ABOUT THIS TASK → Copy exactly the line that contains "Expected: for every instance of the man" plus all remaining lines of the data, and leave out every line before it.
★ ★ ★
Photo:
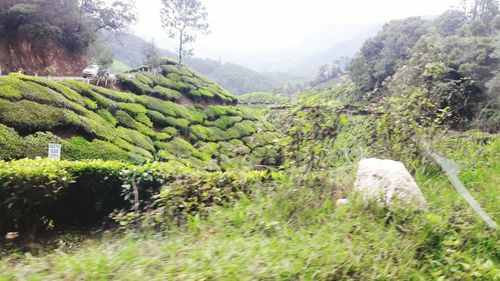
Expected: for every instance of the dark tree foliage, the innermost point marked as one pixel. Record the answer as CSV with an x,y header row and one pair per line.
x,y
151,53
454,61
44,20
184,19
380,56
112,16
71,22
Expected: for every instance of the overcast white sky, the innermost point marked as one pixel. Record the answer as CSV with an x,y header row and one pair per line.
x,y
246,25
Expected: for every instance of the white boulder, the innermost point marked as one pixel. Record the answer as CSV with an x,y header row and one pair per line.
x,y
388,181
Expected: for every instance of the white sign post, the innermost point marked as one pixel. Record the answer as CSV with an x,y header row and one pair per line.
x,y
54,151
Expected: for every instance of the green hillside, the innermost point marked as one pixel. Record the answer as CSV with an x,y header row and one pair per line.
x,y
176,115
236,78
261,99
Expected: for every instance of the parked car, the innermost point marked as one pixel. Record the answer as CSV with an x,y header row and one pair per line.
x,y
94,71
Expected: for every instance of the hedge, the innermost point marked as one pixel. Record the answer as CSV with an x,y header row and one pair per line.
x,y
37,193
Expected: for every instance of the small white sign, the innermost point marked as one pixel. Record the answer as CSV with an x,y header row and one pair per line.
x,y
54,151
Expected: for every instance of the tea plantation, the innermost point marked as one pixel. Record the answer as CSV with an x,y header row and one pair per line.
x,y
175,115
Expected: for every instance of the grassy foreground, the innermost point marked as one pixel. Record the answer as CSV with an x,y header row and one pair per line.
x,y
290,231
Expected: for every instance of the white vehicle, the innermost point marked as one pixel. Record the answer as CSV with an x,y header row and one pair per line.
x,y
91,71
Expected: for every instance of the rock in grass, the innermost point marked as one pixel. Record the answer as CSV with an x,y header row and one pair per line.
x,y
388,182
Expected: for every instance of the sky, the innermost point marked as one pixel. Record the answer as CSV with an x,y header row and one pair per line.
x,y
249,25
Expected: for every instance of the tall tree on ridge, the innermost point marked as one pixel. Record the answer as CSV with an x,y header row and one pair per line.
x,y
184,19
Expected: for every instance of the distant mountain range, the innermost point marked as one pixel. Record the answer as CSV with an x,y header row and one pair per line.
x,y
322,46
127,48
262,71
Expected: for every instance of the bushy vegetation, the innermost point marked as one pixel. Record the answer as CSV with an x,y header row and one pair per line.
x,y
262,99
97,123
452,59
174,82
253,194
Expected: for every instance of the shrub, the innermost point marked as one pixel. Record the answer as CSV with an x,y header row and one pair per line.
x,y
58,87
10,88
136,138
144,119
167,108
78,148
241,130
28,116
11,144
178,123
215,111
37,193
182,148
133,109
37,145
171,131
107,116
125,120
227,121
166,93
87,90
212,134
157,118
145,80
133,85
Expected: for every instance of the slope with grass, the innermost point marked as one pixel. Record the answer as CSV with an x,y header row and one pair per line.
x,y
174,115
290,228
261,99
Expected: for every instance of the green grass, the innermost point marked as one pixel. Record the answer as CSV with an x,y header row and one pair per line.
x,y
285,231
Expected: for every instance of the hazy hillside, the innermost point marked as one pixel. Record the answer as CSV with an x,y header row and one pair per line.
x,y
235,78
321,46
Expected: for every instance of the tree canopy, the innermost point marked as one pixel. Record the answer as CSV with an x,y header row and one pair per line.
x,y
184,19
73,23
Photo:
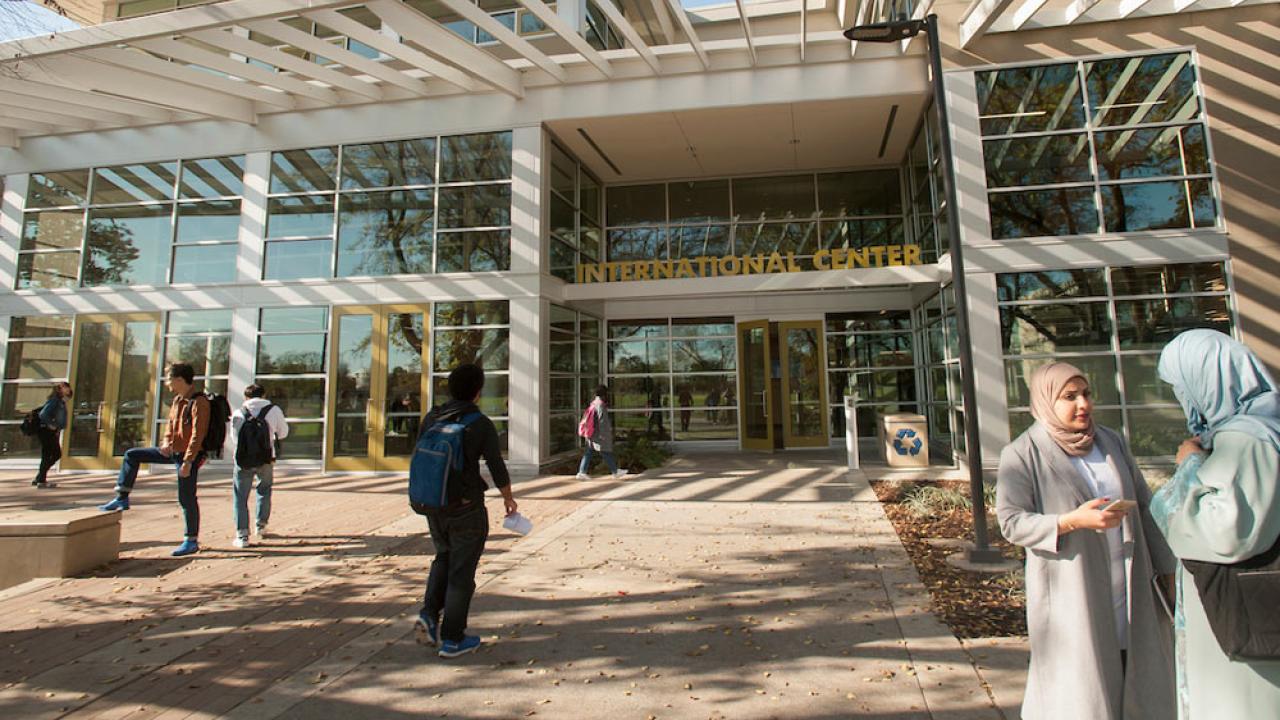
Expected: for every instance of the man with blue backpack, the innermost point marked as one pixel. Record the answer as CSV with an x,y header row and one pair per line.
x,y
257,427
446,487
★ ★ ★
SOLUTION TO THIS TASK →
Expected: for every instance of the man with blue backpack, the innermost point marked as one pixel. Record the answer as CSV with an x,y header row and one pair per line.
x,y
257,427
446,487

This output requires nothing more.